◆ Document section:
....
GeneLab_999

Posted on Feb 21

How I Run 6 AI Services Simultaneously on RTX 5090 + WSL2 + Docker (And You Can Too)

#cuda #linux #showdev #ai

TL;DR:

I built a multi-service local AI stack (image gen, video gen, voice synthesis, voice cloning) running on RTX 5090 via WSL2 Docker. The key breakthrough was solving the GPU driver passthrough layer that nobody documented. Here's the architecture, the critical gpu-run function, and everything I learned the hard way.

The Problem Nobody Solved

In August 2025, I bought an RTX 5090. Blackwell architecture. 32GB GDDR7. Compute capability sm_120.

And nobody could make it work with WSL2 + Docker + PyTorch.

The issue wasn't any single component. nvidia-smi worked fine in containers. libcuda.so.1 loaded correctly. But PyTorch kept returning torch.cuda.is_available() = False with a cryptic Error 500: named symbol not found.

I spent roughly 40 hours debugging. Here's what I found, and how I turned it into a production multi-service AI environment.

The Root Cause

The failure point was in the interaction layer between WSL2's driver mounting and Docker's GPU runtime.

When you run --gpus all in a Docker container on WSL2, the NVIDIA Container Toolkit mounts /usr/lib/wsl/lib into the container. This directory contains libcuda.so.1 and friends. For most GPUs, this is enough.

For the RTX 5090, it's not.

The actual driver binaries live in a separate directory: /usr/lib/wsl/drivers/nvmdi.inf_amd64_<hash>. This directory contains the real libcuda.so.1.1, libnvdxgdmal.so.1, libnvidia-ptxjitcompiler.so.1, and other dependencies that the PyTorch CUDA runtime needs to initialize the Blackwell architecture.

Without mounting this directory AND setting LD_LIBRARY_PATH to include it, PyTorch's CUDA initialization hits a dead end -- it finds libcuda.so.1 but can't resolve the sm_120-specific symbols.

The Solution: `gpu-run`

Here's the function that makes everything work:

gpu-run () {
  local D BN
  D=$(ls -d /usr/lib/wsl/drivers/nvmdi.inf_amd64_* | head -n1) || return 1
  BN=$(basename "$D")
....
◆ Given material:
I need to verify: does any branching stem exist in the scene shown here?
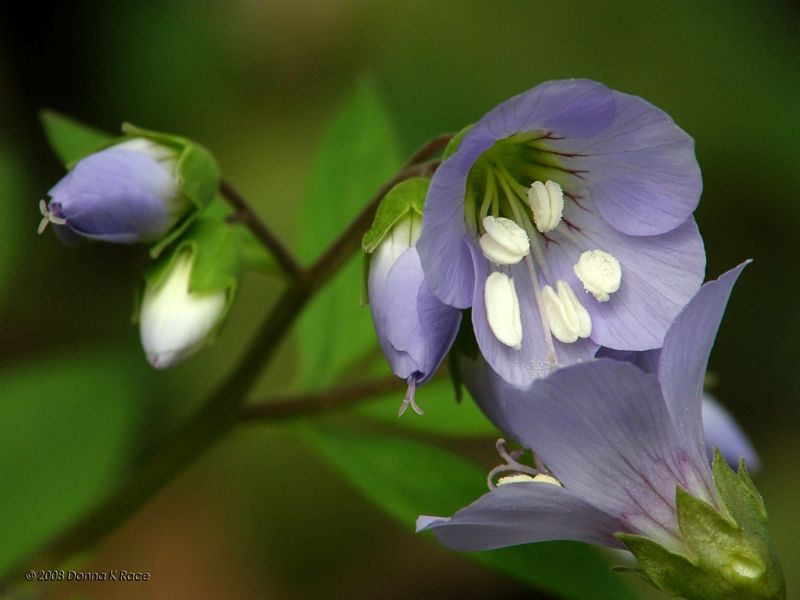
....
◆ Problems and tasks:
a – From the RTX 5090 post above, extract the passage that opens with the words containing "I built a multi-service" and closes with "multi-service AI environment.".
b – Answer these questions from the RTX 5090 post:
(i) How much memory does the RTX 5090 have, according to the post?
(ii) Roughly how many hours did the author spend debugging?
(iii) Which directory does the NVIDIA Container Toolkit mount into the container when --gpus all is used on WSL2?

◆ Expected responses:
a –
I built a multi-service local AI stack (image gen, video gen, voice synthesis, voice cloning) running on RTX 5090 via WSL2 Docker. The key breakthrough was solving the GPU driver passthrough layer that nobody documented. Here's the architecture, the critical gpu-run function, and everything I learned the hard way.

The Problem Nobody Solved

In August 2025, I bought an RTX 5090. Blackwell architecture. 32GB GDDR7. Compute capability sm_120.

And nobody could make it work with WSL2 + Docker + PyTorch.

The issue wasn't any single component. nvidia-smi worked fine in containers. libcuda.so.1 loaded correctly. But PyTorch kept returning torch.cuda.is_available() = False with a cryptic Error 500: named symbol not found.

I spent roughly 40 hours debugging. Here's what I found, and how I turned it into a production multi-service AI environment.

b –
(i) 32GB GDDR7.
(ii) Roughly 40 hours.
(iii) /usr/lib/wsl/lib